» **EXERCISE DIRECTIONS**: Scan the data below and work out how many of its lines contain the word "positive". Give only that number.

» **THE DATA**:
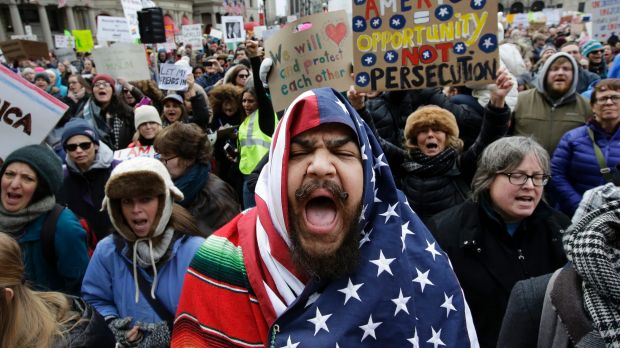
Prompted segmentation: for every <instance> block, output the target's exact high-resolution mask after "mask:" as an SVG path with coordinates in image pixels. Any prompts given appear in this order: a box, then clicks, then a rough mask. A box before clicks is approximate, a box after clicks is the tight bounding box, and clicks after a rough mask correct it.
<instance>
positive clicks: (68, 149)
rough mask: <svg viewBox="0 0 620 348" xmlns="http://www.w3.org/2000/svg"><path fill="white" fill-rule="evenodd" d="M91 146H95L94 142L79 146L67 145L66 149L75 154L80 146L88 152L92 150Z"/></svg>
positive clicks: (69, 144) (79, 143)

» **EXERCISE ANSWER**: 2